*EXERCISE GOAL*. Those lines of the data that hold the word "water" are to be copied out.

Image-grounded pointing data
============================================================
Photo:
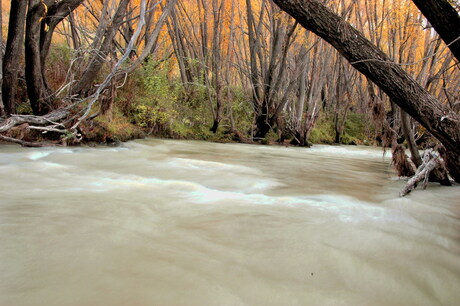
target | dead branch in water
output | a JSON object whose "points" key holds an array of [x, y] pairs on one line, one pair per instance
{"points": [[431, 161]]}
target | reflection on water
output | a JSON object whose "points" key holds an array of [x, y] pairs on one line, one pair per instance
{"points": [[189, 223]]}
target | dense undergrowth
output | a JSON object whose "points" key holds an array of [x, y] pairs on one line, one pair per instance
{"points": [[154, 102]]}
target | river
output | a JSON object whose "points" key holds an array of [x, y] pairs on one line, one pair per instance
{"points": [[162, 222]]}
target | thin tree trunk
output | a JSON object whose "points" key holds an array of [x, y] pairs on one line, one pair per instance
{"points": [[409, 135], [12, 57], [38, 95], [86, 81], [437, 118]]}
============================================================
*ANSWER FOR THIS EXERCISE*.
target | dead branch in water
target | reflection on water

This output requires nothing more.